▶ **Task description**
Quote every line of the records below verbatim, from the first record through the last.

▶ **Records for this task**

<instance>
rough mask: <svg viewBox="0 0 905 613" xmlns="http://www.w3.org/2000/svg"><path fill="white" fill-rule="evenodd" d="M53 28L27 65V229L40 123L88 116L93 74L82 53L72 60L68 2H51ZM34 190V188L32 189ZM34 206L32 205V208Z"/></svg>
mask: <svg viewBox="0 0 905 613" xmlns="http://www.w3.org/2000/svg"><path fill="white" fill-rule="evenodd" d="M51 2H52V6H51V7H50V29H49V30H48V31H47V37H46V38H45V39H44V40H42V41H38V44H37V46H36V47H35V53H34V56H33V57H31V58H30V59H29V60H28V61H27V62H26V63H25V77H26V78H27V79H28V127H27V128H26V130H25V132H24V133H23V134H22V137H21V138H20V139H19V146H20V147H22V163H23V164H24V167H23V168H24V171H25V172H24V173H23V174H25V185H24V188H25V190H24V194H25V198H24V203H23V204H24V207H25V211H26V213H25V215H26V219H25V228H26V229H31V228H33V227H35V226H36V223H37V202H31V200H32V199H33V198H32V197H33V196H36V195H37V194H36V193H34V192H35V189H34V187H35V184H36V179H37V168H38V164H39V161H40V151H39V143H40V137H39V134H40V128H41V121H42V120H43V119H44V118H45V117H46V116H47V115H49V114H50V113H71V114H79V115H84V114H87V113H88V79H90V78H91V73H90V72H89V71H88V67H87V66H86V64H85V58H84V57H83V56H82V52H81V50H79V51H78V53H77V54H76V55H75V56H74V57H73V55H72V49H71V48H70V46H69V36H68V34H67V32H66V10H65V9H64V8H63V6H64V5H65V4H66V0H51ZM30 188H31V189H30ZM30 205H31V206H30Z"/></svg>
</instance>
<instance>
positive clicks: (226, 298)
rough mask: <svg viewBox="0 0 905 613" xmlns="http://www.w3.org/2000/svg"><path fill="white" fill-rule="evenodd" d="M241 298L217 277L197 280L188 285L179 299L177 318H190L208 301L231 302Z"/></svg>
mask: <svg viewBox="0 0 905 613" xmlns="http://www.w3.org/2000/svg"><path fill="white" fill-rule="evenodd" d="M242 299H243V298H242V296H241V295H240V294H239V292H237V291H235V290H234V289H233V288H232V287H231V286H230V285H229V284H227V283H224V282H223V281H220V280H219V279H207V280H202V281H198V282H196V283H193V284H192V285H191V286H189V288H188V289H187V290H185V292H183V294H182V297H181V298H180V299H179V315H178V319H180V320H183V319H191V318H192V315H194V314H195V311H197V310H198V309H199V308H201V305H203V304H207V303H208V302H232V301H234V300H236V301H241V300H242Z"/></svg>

▶ **Written answer**
<instance>
rough mask: <svg viewBox="0 0 905 613" xmlns="http://www.w3.org/2000/svg"><path fill="white" fill-rule="evenodd" d="M53 28L27 65V229L40 123L88 116L93 74L82 53L72 60L68 2H51ZM34 190V188L32 189ZM34 206L32 205V208Z"/></svg>
mask: <svg viewBox="0 0 905 613" xmlns="http://www.w3.org/2000/svg"><path fill="white" fill-rule="evenodd" d="M51 2H52V6H51V7H50V29H49V30H48V31H47V37H46V38H45V39H44V40H42V41H38V44H37V46H36V47H35V53H34V56H33V57H31V58H30V59H29V60H28V61H27V62H26V63H25V77H26V78H27V79H28V127H27V128H26V130H25V132H24V133H23V134H22V137H21V138H20V139H19V146H20V147H22V163H23V164H24V167H23V168H24V171H25V172H24V173H23V174H25V185H24V188H25V190H24V194H25V198H24V203H23V204H24V207H25V211H26V213H25V215H26V219H25V228H26V229H31V228H33V227H35V226H36V223H37V202H31V200H32V199H33V198H32V197H33V196H36V195H37V194H36V193H34V192H35V189H34V187H35V184H36V179H37V168H38V164H39V161H40V151H39V143H40V137H39V134H40V128H41V121H42V120H43V119H44V118H45V117H46V116H47V115H49V114H50V113H71V114H79V115H84V114H87V113H88V79H90V78H91V73H90V72H89V71H88V67H87V66H86V64H85V58H84V57H83V56H82V52H81V50H79V51H78V53H77V54H76V55H75V56H74V57H73V55H72V49H71V48H70V46H69V36H68V34H67V32H66V10H65V9H64V8H63V6H64V5H65V4H66V0H51ZM30 188H31V189H30ZM30 205H31V206H30Z"/></svg>
</instance>
<instance>
positive clicks: (226, 298)
rough mask: <svg viewBox="0 0 905 613" xmlns="http://www.w3.org/2000/svg"><path fill="white" fill-rule="evenodd" d="M241 298L217 277L197 280L188 285L179 299L177 318H190L208 301L231 302Z"/></svg>
mask: <svg viewBox="0 0 905 613" xmlns="http://www.w3.org/2000/svg"><path fill="white" fill-rule="evenodd" d="M242 299H243V298H242V296H241V295H240V294H239V292H237V291H235V290H234V289H233V288H232V287H231V286H230V285H229V284H227V283H224V282H223V281H220V280H219V279H207V280H202V281H198V282H196V283H193V284H192V285H191V286H189V288H188V289H187V290H185V292H183V294H182V297H181V298H180V299H179V315H178V319H180V320H183V319H191V318H192V315H194V314H195V311H197V310H198V309H199V308H201V305H203V304H207V303H208V302H232V301H234V300H236V301H241V300H242Z"/></svg>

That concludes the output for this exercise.